(Text excerpt Opens)

Kathryn McKenna talks to Marco Pierre White as he launches his new summer 2018 menu at Park Avenue Hotel.
Having been the first celebrity chef turned restaurateur to set up in Belfast with Marco Pierre White’s Steakhouse and Grill at Park Avenue Hotel, I ask Marco how he feels about the recent addition of AC Hotels by Marriott which boasts their first signature restaurant, Novelli at City Quays.
It also marks multi-Michelin-starred celebrity chef, Jean-Christophe Novelli’s Northern Ireland debut.
“Well, if you look back over just the short time that I have been here, how the city has evolved, its food scene is enormous and it is still evolving. But the man you really have to bow to is Paul Rankin. He was the first chef in Northern Ireland to win a Michelin Star”, Marco explains deferentially.
“What he has done for the industry in Northern Ireland is enormous and I think it should be acknowledged by the government. Just look at what he has achieved and what he has done, the knowledge that he has shared and the opportunities he has created - they are enormous.”
When I ask what spurred his decision to go from Michelin Star chef to providing food at an affordable price-point, Marco explains: “I like recognisable dishes, because it makes people feel comfortable. We have a cross-section of clients, some from overseas and some local, and we are in the business of selling a night out - not in selling a plate of food.

(Text excerpt Closes)
(Dataset Opens)

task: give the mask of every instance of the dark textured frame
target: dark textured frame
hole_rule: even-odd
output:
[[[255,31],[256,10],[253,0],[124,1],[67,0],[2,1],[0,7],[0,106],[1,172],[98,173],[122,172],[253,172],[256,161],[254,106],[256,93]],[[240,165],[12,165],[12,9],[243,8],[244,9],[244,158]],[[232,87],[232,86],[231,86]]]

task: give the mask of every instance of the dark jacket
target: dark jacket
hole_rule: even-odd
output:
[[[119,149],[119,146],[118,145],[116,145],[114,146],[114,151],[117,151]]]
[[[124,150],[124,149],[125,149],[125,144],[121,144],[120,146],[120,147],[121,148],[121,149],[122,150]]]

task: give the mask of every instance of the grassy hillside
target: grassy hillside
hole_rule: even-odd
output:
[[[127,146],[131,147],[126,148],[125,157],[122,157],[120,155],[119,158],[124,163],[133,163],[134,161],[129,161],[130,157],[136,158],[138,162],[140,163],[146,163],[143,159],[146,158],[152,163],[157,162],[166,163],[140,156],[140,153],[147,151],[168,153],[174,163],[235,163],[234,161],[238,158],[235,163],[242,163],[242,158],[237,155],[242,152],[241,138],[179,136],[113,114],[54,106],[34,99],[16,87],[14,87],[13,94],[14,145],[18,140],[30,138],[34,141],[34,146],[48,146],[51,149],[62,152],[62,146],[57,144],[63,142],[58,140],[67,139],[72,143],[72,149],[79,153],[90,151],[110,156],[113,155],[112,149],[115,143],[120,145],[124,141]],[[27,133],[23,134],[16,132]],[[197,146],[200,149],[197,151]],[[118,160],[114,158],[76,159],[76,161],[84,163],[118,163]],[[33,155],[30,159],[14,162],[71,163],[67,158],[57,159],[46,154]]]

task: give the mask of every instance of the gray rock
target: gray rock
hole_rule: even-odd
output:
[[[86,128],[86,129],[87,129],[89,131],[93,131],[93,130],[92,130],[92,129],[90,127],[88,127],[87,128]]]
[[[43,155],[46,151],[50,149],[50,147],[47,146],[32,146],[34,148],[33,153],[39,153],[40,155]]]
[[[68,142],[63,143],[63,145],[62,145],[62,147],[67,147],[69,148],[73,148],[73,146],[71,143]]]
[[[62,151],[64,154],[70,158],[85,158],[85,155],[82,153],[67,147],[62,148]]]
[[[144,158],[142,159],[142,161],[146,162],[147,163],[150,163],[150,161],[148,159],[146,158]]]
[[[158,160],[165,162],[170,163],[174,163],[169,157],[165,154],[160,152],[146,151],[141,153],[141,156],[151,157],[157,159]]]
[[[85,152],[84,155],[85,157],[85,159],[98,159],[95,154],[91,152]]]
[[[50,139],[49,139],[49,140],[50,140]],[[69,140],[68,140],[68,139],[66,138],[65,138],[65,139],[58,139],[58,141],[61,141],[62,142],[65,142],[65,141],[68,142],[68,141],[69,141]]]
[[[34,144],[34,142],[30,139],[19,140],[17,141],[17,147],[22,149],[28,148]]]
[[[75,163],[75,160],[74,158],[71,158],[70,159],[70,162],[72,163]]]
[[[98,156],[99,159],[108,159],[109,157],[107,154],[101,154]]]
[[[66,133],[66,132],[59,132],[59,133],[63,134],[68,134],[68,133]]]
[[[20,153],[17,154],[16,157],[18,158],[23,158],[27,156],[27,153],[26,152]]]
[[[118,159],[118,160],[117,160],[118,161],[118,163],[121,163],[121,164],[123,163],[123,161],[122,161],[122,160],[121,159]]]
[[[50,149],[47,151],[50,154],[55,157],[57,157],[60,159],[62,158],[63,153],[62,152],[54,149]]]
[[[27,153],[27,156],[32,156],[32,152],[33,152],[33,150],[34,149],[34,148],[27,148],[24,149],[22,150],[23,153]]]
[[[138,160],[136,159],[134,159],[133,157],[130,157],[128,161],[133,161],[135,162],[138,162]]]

(Dataset Closes)

# Required work
(1) List every chef named in the interview with Marco Pierre White.
(2) Proceed with the interview with Marco Pierre White from the point at which it ends.

# Exercise results
(1)
Marco Pierre White
Jean-Christophe Novelli
Paul Rankin

(2)
“People on the whole are quite straightforward. The most important aspect of any restaurant is the environment you sit in. You have to feel comfortable and relaxed. By achieving that, guests can be themselves and enjoy their evening. Secondly, you must provide service with a smile. It does not have to be the most technical service in the world, as long as you are friendly. Bring in very good food at a good price, and you’ll do well”, he adds triumphantly.
Asked where is his favourite place to eat is, Marco reveals: “I very rarely dine out. I always choose to eat in my own establishements. If I went to somebody else’s restaurant, then people would be saying, ‘why is he here and not at his own?’”
But Marco, who still enjoys cooking at home, enthuses: “Gastronomy is the greatest form of therapy. Any messes I am exposed to, cooking fixes it”, adding his top tip is to “keep food simple.”
“It is all about feeding people well and serving food hot. I like generosity. I hate small portions because there is never enough to eat and they are always served tepid. I do not like tepid food”, he says, in sarcastically stern voice: “It is all about eating”.